──────── DOCUMENT EXCERPT
Coded UI Test (CUIT) – Variations and Editing with Visual Studio 2010
Posted by: Gouri Sohoni
in Category Visual Studio, VSTS & TFS
Abstract: In this article we will explore advanced features of CUIT like adding multiple UI maps, re-using code, how the CUIT Editor helps and I will also list the best practices of using CUIT in VS 2010.
In our previous articles, we have discussed How CUIT can be Created By Recording Actions and secondly By using Existing Action Recordings. In this article we will explore advanced features of CUIT like adding multiple UI maps, re-using code, how the CUIT Editor helps and I will also list the best practices of using CUIT in VS 2010.
Multiple UI Maps
While generating code using CUIT, a new class is created in the UIMap for each object that has user interaction. So if there are a large number of objects, the UIMap will grow in size and will become very bulky. Similarly if multiple users are creating tests, the application will become very large and difficult to handle as there is a single UIMap associated with each test project by default. In order to overcome this issue, multiple UI maps can be created. Splitting the UIMap will provide following benefits:
It is recommended to create multiple UI maps if the application under test is a complex one with lots of User controls in it.
Adding a UI Map is a very straight forward process as listed in the steps below:
Step 1: Using Solution Explorer, create a folder under which multiple UI maps will be added named UIMaps
Step 2: Now right click on this folder and select Add > New Item. Select Coded UI Test Map from the dialog of adding a new item
Step 3: The CUIT Builder is automatically started when a new UI Map is added. Record the actions, add assertions as required and you can continue adding as many UI Maps as required.
────────────────
──────── DATA EXTRACT
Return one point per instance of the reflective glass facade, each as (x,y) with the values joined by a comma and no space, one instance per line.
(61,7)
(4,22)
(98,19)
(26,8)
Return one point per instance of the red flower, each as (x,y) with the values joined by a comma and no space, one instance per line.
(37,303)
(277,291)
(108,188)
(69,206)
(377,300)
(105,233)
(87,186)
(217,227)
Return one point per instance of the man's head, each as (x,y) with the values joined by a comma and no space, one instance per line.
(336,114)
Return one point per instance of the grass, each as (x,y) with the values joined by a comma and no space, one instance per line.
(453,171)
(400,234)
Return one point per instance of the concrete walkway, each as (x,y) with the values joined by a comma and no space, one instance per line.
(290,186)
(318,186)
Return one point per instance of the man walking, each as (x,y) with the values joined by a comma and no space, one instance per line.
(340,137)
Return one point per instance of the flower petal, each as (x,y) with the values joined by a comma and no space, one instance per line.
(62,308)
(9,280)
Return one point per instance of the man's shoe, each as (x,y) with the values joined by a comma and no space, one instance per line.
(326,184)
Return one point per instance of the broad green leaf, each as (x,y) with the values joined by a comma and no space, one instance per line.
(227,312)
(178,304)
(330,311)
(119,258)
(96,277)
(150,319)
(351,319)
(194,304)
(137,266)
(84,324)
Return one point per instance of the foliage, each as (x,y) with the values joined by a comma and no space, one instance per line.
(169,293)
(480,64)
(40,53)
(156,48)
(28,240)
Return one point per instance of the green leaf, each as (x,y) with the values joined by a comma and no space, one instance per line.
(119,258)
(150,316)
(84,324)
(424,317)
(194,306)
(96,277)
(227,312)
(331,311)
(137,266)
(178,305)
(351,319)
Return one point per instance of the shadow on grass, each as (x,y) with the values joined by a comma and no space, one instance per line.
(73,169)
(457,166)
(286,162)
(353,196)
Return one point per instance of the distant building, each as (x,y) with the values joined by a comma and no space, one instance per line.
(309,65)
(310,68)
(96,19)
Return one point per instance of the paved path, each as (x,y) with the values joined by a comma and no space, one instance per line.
────────────────
#### EXERCISE TASKS:
1 – In the article on Coded UI Tests in Visual Studio 2010, what starts automatically when a new UI Map is added?
2 – Carry on writing the article on Coded UI Tests in Visual Studio 2010, starting after its last step.
The data is not needed for any of this work.

#### RESULTS IN ORDER:
1 – The CUIT Builder starts automatically.

2 –
Many a times, certain features of the application are repeated in various UI Maps. Instead of recording this feature separately with every UI Map, it can be put in the default UI Map and the method can be called from multiple places by re-using the code. Remember that the calling methods need to be specifically taken care of, in case you are adding multiple UI maps. The calling of the method will be automatically handled for the methods which are in the default UI Map.
Important: Do not modify the designer file for UI Map (UIMap.Designer.cs) as it gets regenerated every time from the XML file. In order to write custom code, change the partial class (UIMap.cs) instead.
Re-using the code
Any code which can be repeatedly used, can be put in a common method. This method can be called from other test methods to re-use the existing code. The recording of authentication can be such an example.
CUIT Builder Best Practices
Use CUIT Builder as far as possible.
Never modify the designer file for UI Map
Keep a modular approach for recording test methods. Use logical break in a method recording so that re-cording will remain limited.
Use meaningful method names for future usage
Create separate UI Map for different modules in the application
Create any assertion by using CUIT Builder so that the assert method also gets added
When the User Interface changes, certain features like change in color or position do not require re-cording.
When you need to re-record, use the same name so that it will overwrite the previous method.
The CUIT Editor gets installed with Feature Pack 2 and can be downloaded from this site and is available for MSDN subscribers. You need to first install quick fix named KB2403277. Once the feature pack is installed, the CUIT editor will be available for usage by selecting the UIMap.UITest and later selecting Open or double clicking on it. The following menu is shown after right click
If you select ‘Open with Option’, then following screen is displayed where the default one is with the CUIT Editor
With the editor, the various icons you can see are for Find, Delete, Rename, Properties, Split into a new method, Move Code, Insert Delay, Locate particular UI control and Locate All.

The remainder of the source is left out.